Data extracted from a collection:
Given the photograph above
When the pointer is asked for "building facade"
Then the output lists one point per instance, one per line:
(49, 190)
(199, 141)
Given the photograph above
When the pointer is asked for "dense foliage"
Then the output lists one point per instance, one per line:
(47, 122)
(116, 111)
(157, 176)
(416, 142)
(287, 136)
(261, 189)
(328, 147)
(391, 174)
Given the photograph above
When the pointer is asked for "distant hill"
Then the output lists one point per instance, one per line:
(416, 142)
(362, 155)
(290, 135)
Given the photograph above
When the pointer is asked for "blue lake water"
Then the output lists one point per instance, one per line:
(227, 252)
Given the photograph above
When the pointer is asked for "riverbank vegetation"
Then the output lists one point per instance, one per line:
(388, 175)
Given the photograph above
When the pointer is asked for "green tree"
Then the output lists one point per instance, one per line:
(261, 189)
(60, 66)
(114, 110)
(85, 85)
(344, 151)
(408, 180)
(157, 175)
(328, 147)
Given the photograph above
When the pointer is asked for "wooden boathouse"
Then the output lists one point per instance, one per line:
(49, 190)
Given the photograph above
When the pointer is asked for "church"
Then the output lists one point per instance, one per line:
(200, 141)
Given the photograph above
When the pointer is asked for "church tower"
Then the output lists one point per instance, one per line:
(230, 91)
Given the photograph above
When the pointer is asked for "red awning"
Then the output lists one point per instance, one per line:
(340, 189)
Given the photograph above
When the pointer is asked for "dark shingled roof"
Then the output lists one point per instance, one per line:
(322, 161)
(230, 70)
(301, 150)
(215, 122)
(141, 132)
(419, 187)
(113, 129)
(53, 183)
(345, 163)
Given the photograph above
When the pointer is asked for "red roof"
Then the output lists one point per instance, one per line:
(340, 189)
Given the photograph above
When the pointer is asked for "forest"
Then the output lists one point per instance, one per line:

TO DO: Work out how many lines in the preceding data include the word "church". State only that number.

SOLUTION TO THIS PROBLEM: 2